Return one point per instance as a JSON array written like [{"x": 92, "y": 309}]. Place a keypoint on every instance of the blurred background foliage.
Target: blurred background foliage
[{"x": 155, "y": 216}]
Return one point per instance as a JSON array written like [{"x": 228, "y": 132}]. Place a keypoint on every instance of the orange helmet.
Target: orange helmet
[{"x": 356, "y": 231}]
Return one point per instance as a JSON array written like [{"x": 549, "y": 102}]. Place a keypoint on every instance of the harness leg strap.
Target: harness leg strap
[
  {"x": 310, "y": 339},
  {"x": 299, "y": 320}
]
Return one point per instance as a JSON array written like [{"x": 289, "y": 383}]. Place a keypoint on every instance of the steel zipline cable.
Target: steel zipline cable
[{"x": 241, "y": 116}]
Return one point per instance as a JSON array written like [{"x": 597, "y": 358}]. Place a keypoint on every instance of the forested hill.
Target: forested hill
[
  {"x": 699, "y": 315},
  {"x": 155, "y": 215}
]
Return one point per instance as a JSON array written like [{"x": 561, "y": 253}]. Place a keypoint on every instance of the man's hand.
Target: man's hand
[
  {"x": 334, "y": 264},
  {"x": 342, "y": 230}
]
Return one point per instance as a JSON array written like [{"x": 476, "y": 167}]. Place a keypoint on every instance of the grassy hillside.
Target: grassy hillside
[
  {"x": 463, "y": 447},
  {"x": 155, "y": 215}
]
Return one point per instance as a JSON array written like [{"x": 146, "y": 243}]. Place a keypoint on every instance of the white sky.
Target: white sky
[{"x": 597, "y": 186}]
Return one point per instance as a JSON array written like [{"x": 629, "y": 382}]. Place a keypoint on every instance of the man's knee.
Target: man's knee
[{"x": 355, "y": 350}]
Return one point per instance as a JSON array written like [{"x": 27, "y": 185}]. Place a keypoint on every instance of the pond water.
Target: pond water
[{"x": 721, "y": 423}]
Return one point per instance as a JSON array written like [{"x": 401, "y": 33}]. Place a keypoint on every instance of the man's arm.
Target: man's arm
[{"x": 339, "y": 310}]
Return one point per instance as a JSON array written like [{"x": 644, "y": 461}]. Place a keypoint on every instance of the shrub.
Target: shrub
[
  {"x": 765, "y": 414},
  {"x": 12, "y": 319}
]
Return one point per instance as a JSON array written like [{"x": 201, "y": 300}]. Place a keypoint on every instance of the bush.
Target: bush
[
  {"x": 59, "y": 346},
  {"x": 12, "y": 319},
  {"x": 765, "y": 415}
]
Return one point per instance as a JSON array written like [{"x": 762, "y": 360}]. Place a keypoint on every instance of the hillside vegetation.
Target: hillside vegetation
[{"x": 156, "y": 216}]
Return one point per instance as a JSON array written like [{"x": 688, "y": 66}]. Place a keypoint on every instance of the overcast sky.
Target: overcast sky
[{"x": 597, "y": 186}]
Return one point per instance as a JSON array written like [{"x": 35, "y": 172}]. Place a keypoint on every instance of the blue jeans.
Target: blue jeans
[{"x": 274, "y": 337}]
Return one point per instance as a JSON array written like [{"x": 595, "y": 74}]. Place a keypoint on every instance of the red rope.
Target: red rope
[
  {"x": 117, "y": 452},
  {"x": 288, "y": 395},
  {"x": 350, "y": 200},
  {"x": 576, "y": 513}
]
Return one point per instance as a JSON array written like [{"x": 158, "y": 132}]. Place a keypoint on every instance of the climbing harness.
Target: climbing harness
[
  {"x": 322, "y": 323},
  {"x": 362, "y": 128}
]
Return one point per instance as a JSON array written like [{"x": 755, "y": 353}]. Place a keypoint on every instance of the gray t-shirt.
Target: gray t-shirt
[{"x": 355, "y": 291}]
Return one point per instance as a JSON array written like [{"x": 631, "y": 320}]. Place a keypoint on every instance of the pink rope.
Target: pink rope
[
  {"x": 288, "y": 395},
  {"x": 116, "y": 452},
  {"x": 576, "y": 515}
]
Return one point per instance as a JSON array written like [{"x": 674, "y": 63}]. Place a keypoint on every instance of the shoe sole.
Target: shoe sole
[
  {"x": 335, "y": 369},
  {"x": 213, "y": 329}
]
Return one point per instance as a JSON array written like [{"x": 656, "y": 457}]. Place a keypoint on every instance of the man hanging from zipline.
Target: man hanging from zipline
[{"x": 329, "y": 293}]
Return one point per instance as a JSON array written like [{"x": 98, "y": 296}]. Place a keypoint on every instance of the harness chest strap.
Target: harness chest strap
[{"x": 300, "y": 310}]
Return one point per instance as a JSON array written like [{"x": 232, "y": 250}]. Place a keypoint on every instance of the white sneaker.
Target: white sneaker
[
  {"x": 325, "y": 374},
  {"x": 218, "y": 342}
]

• _Task statement_: Copy out each record exactly as given, omitting none.

• _Solution to the problem_:
Return one point per instance as a JSON array written like [{"x": 92, "y": 309}]. Place a keypoint on every instance of the blurred background foliage.
Target: blurred background foliage
[{"x": 155, "y": 216}]
Return one point per instance as a JSON array written like [{"x": 228, "y": 132}]. Place a keypoint on every instance of the orange helmet.
Target: orange helmet
[{"x": 356, "y": 231}]
Return one point per instance as a JSON array written like [{"x": 549, "y": 102}]. Place a keypoint on every instance of the harness leg strap.
Target: harness leg strap
[
  {"x": 310, "y": 339},
  {"x": 299, "y": 320}
]
Return one point per instance as a JSON array written like [{"x": 289, "y": 383}]. Place a keypoint on every instance of the steel zipline cable.
Target: steel zipline cable
[{"x": 241, "y": 116}]
Return one point per instance as a JSON array written like [{"x": 597, "y": 358}]. Place a keypoint on every instance of the forested hill.
Target: forested hill
[
  {"x": 699, "y": 315},
  {"x": 155, "y": 215}
]
Return one point per instance as a JSON array written like [{"x": 561, "y": 253}]. Place a keypoint on every instance of the man's hand.
Target: man's hand
[
  {"x": 334, "y": 264},
  {"x": 342, "y": 230}
]
Return one point per instance as a JSON array written like [{"x": 476, "y": 167}]. Place a keypoint on every instance of the grassy hillside.
Target: grassy hillside
[
  {"x": 463, "y": 447},
  {"x": 155, "y": 215}
]
Return one point per instance as a JSON array written like [{"x": 146, "y": 243}]. Place a keypoint on every instance of the white sky.
Target: white sky
[{"x": 597, "y": 186}]
Return one point per instance as a JSON array written like [{"x": 629, "y": 382}]. Place a keypoint on every instance of the man's knee.
Target: man's knee
[{"x": 355, "y": 350}]
Return one point per instance as a JSON array written like [{"x": 27, "y": 185}]. Place a keypoint on every instance of the pond water.
Target: pond water
[{"x": 721, "y": 423}]
Return one point per instance as a JSON array written like [{"x": 401, "y": 33}]. Place a keypoint on every instance of the man's arm.
Target: man's arm
[{"x": 339, "y": 310}]
Return one point per instance as a JSON array written like [{"x": 644, "y": 461}]. Place a keypoint on every instance of the shrub.
Target: shrub
[
  {"x": 765, "y": 414},
  {"x": 12, "y": 319}
]
Return one point per instance as a JSON array written like [{"x": 201, "y": 300}]. Place a keypoint on every instance of the bush.
Target: bush
[
  {"x": 59, "y": 346},
  {"x": 12, "y": 319},
  {"x": 765, "y": 415}
]
Return one point per instance as a JSON array written like [{"x": 762, "y": 360}]. Place a keypoint on every instance of the hillside vegetation.
Target: hillside vegetation
[{"x": 156, "y": 216}]
Return one point per instance as a JSON array written like [{"x": 688, "y": 66}]. Place a keypoint on every instance of the overcast sky.
Target: overcast sky
[{"x": 597, "y": 186}]
Return one point per instance as a JSON array written like [{"x": 35, "y": 172}]. Place a keypoint on every instance of the blue jeans.
Target: blue jeans
[{"x": 274, "y": 337}]
Return one point per instance as a JSON array written like [{"x": 595, "y": 74}]. Place a keypoint on every instance of the red rope.
Target: red rope
[
  {"x": 117, "y": 452},
  {"x": 288, "y": 395},
  {"x": 350, "y": 200},
  {"x": 576, "y": 513}
]
Return one point per instance as a JSON array written like [{"x": 158, "y": 132}]. Place a keypoint on every instance of the climbing harness.
Target: climbing harness
[
  {"x": 322, "y": 323},
  {"x": 362, "y": 128}
]
Return one point per instance as a JSON array written like [{"x": 755, "y": 353}]. Place a keypoint on every instance of the gray t-shirt.
Target: gray t-shirt
[{"x": 355, "y": 291}]
Return one point per instance as a JSON array written like [{"x": 631, "y": 320}]. Place a keypoint on every instance of the pink rope.
Target: pink rope
[
  {"x": 288, "y": 395},
  {"x": 116, "y": 452},
  {"x": 576, "y": 515}
]
Return one point per instance as a JSON array written like [{"x": 674, "y": 63}]. Place a keypoint on every instance of the shoe sole.
Target: shoe sole
[
  {"x": 335, "y": 369},
  {"x": 213, "y": 329}
]
Return one point per instance as a JSON array written like [{"x": 656, "y": 457}]. Place a keypoint on every instance of the man hanging from zipline.
Target: man hanging from zipline
[{"x": 329, "y": 293}]
Return one point per instance as a JSON array written like [{"x": 98, "y": 296}]. Place a keypoint on every instance of the harness chest strap.
Target: harness chest strap
[{"x": 300, "y": 310}]
Return one point per instance as a JSON array written like [{"x": 232, "y": 250}]. Place a keypoint on every instance of the white sneaker.
Target: white sneaker
[
  {"x": 325, "y": 374},
  {"x": 218, "y": 342}
]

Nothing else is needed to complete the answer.